Re: Insight on why distcp becomes slower when adding nodemanager

Alexandre Fouche Thu, 01 Nov 2012 13:01:41 -0700

I was using Yarn and HDFS on EC2 and EBS, with default memory settings.

I have just read in the Hadoop guide a list of hadoop benchmark jars. I guess 
i'll use Whirr to create a canned hadoop cluster on ec2, and run these 
benchmarks. So i will have a baseline to which i can compare. Then i'll compare 
with my own install of hadoop stack



--
Alexandre Fouche
Lead operations engineer, cloud architect
http://www.cleverscale.com | @cleverscale
Sent with Sparrow (http://www.sparrowmailapp.com/?sig)


On Wednesday 31 October 2012 at 21:27, Marcos Ortiz wrote:

>  
> On 10/31/2012 02:23 PM, Michael Segel wrote:
> > Not sure.  
> >  
> > Lots of things can effect your throughput.   
> > Networking is my first guess. Which is why I asked about the number of 
> > times you've run the same test to see if there is a wide variation in 
> > timings.  
> >  
> > On Oct 31, 2012, at 7:37 AM, Alexandre Fouche 
> > <alexandre.fou...@cleverscale.com 
> > (mailto:alexandre.fou...@cleverscale.com)> wrote:  
> > > These instances have no swap. I tried 5 or 6 times in a row, and modified 
> > > the yarn.nodemanager.resource.memory-mb but it did not help. Later on, 
> > > i'll replace the openjdk with the Oracle java SE 1.6.31 to see if it 
> > > improves overall performance.  
> How many RAM do you have, and how much of it  is assigned to your Hadoop 
> services?
>  
> > > Now i am running everything on medium instances for prototyping, and 
> > > while this is better, i still find it abusively slow. Maybe bad hadoop 
> > > performance on less than xlarge memory instances is to be expected on EC2 
> > > ? Are you using Hadoop on top of EC2 or are you using the EMR service?
>  
> > >  
> > >  
> > > --
> > > Alexandre Fouche
> > > Lead operations engineer, cloud architect
> > > http://www.cleverscale.com | @cleverscale  
> > > Sent with Sparrow (http://www.sparrowmailapp.com/?sig)
> > >  
> > >  
> > > On Monday 29 October 2012 at 20:04, Michael Segel wrote:
> > >  
> > > > how many times did you test it?
> > > >  
> > > > need to rule out aberrations.

★ ★ ★

**Written problem A**
Select each line in the listing that contains the string "shoulder".
The listing that comes next has no connection to the mailing-list thread.

(Data items)

★ ★ ★

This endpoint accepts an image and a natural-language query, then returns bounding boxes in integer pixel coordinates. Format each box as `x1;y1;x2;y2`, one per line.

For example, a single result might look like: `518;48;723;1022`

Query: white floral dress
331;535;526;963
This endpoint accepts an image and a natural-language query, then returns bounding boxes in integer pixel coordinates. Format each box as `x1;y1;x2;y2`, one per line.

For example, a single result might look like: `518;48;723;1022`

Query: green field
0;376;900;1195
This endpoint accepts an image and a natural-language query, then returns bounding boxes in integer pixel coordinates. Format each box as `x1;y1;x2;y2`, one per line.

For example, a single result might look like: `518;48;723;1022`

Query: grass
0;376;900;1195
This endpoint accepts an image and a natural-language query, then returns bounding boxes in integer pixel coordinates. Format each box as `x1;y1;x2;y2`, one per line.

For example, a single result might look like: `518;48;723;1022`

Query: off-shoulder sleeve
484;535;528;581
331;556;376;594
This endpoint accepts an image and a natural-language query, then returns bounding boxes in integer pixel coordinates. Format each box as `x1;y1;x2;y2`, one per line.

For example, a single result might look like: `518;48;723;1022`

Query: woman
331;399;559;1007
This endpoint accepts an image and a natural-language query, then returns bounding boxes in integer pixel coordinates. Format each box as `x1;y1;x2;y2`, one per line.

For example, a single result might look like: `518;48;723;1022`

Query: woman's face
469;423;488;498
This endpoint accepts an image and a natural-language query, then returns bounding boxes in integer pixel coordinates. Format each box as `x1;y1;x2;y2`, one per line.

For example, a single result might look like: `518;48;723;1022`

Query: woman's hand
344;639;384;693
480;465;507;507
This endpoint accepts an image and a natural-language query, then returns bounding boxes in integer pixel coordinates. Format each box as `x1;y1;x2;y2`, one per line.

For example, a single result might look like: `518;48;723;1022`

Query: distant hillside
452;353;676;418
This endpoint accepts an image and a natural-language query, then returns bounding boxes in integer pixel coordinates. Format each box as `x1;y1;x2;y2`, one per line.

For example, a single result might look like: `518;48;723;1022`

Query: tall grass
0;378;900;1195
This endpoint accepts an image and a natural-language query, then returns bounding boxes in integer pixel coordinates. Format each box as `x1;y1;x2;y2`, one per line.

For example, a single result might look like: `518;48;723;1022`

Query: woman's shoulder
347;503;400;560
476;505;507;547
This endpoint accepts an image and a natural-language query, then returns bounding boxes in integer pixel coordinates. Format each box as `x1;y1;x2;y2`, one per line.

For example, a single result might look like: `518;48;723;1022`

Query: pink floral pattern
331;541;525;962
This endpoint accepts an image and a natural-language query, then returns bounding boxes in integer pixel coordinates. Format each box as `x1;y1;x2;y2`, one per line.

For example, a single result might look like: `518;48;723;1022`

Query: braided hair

★ ★ ★

**Written problem B**
According to the mailing-list thread, why did Michael Segel ask how many times the test had been run? Answer in one to three sentences.

**Written answer A**
Query: off-shoulder sleeve
Query: woman's shoulder

**Written answer B**
Networking was his first guess for what was affecting throughput, so he wanted to see whether the timings varied widely across repeated runs of the same test. He also said aberrations needed to be ruled out.